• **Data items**
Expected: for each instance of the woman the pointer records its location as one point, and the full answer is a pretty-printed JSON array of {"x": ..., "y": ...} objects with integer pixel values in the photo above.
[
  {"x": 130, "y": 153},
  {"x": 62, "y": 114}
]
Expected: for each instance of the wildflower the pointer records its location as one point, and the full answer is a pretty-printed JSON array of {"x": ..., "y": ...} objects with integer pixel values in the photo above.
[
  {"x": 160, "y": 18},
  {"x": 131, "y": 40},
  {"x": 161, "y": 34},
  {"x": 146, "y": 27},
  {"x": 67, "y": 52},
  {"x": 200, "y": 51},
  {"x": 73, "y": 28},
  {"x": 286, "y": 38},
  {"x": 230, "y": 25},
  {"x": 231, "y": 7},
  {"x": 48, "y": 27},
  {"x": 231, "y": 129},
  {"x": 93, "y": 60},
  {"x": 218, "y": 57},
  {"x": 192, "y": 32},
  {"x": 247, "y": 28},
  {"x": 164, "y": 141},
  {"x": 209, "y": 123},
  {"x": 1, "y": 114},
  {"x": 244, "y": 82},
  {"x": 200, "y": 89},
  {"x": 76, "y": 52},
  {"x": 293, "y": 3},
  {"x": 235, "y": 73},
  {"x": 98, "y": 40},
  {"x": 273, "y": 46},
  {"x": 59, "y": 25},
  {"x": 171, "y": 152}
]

• **EXERCISE DESCRIPTION**
What you output should match every line above exactly.

• **SOLUTION TO THIS PROBLEM**
Expected: for each instance of the woman the pointer records its location as one point, and the full answer is a pretty-printed JSON array of {"x": ..., "y": ...} objects with integer pixel values in the photo above.
[
  {"x": 130, "y": 153},
  {"x": 62, "y": 114}
]
Expected: for each instance of the wildflower the pointer records its location as one point, and the full answer is a pretty-printed JSON array of {"x": ..., "y": ...} objects with integer pixel values in the photo above.
[
  {"x": 160, "y": 18},
  {"x": 131, "y": 40},
  {"x": 161, "y": 34},
  {"x": 146, "y": 27},
  {"x": 67, "y": 52},
  {"x": 200, "y": 51},
  {"x": 73, "y": 28},
  {"x": 286, "y": 38},
  {"x": 230, "y": 25},
  {"x": 231, "y": 7},
  {"x": 48, "y": 27},
  {"x": 231, "y": 129},
  {"x": 93, "y": 60},
  {"x": 218, "y": 57},
  {"x": 192, "y": 32},
  {"x": 247, "y": 28},
  {"x": 164, "y": 141},
  {"x": 209, "y": 123},
  {"x": 1, "y": 114},
  {"x": 244, "y": 82},
  {"x": 200, "y": 89},
  {"x": 76, "y": 52},
  {"x": 293, "y": 3},
  {"x": 235, "y": 73},
  {"x": 98, "y": 40},
  {"x": 273, "y": 46},
  {"x": 59, "y": 25},
  {"x": 171, "y": 152}
]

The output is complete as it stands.